§ **Sezione di testo**:
□ □ □ □

Strisce blu, arriva il “Jolly sosta”: non si paga la prima mezz’ora

Per ora è una sperimentazione che durerà fino al 7 gennaio, ma il Comune vuole renderla strutturale Per usufruirne chi occupa uno stallo deve inviare un sms con il numero di targa della propria auto
TERAMO. Dal 9 dicembre al 7 gennaio 2024 la prima mezz'ora di sosta sugli stalli blu della città sarà gratuita. La novità, che avrà per ora carattere sperimentale ma che il Comune intende rendere strutturale, si chiama “Jolly sosta” e ieri mattina è stata presentata alla stampa dal sindaco Gianguido D'Alberto e dall'assessore al traffico Antonio Filipponi. Basterà parcheggiare su uno degli stalli gestiti dalla Easy Help (sono dunque esclusi i parcheggi di piazza Dante e i multipiano San Francesco e San Gabriele) e inviare un sms al 339.9958001 con il numero di targa della propria automobile. Il sistema informatico della società che gestisce il servizio a quel punto registrerà l'informazione e gli operatori che effettuano i controlli nei parcheggi ne avranno tempestiva contezza. La gratuità è garantita per 30 minuti, per una sola volta al giorno per la stessa automobile. L'iniziativa «non è un regalo di Natale», ha precisato Filipponi, ma «era inserita nella convenzione con la Easy Help e ora, con la riorganizzazione degli stalli, avrà una prima fase sperimentale che sarà utile a capirne l'impatto e l'utilità. Ci saranno altre misure, graduali, che passo dopo passo saranno introdotte per migliorare il sistema dei parcheggi in città: con Jolly sosta si apre proprio questa nuova fase, dopo quella più critica delle ultime settimane che è stata comprensibilmente male accolta dai cittadini», ha detto l'assessore.

□ □ □ □

§ **Materiale di partenza**:
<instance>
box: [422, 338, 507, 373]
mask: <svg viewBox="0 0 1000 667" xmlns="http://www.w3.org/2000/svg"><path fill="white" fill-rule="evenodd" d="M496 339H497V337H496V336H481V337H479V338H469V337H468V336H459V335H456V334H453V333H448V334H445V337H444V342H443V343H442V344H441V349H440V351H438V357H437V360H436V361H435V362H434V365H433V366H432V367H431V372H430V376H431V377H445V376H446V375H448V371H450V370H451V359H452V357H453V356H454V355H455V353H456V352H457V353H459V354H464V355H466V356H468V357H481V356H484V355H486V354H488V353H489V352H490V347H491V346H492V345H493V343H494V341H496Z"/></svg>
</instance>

□ □ □ □

§ **Consegna A**:
Rispondi alle domande seguenti basandoti sull'articolo sul Jolly sosta.
(i) Chi ha presentato l'iniziativa alla stampa?
(ii) A quale numero va inviato l'sms con la targa?
(iii) Quante volte al giorno la stessa automobile può usufruire della gratuità?
§ **Consegna B**: Prosegui l'articolo sul Jolly sosta dopo la sua ultima frase.
Il materiale non ha alcun legame con l'articolo sul Jolly sosta.

§ **Risposta A**:
(i) Il sindaco Gianguido D'Alberto e l'assessore al traffico Antonio Filipponi.
(ii) Al 339.9958001.
(iii) Una sola volta.

§ **Risposta B**:
La prima mezz'ora gratis sugli stalli blu vale anche per l'area della stazione ferroviaria, dove è stata introdotta un'altra novità: nell'ampio, e sottoutilizzato, parcheggio a pagamento di viale Crispi all'attuale tariffa di due euro per l'intera giornata si aggiunge la tariffa frazionata. Il costo sarà di 40 centesimi l'ora: la più bassa della città. Sarà inoltre possibile sottoscrivere abbonamenti al costo di 15 euro al mese. Si tratta di rimodulazioni che intendono dare prime risposte concrete a quanti lamentano l'impossibilità in centro, così come nella zona della stazione sempre particolarmente trafficata e spesso provata dai parcheggi selvaggi, di fare brevi soste per sbrigare una veloce commissione. Un modo, la gratuità della prima mezz'ora, che vuole anche agevolare «un ricambio rapido delle auto, a vantaggio di attività commerciali e residenti», ha concluso Filipponi.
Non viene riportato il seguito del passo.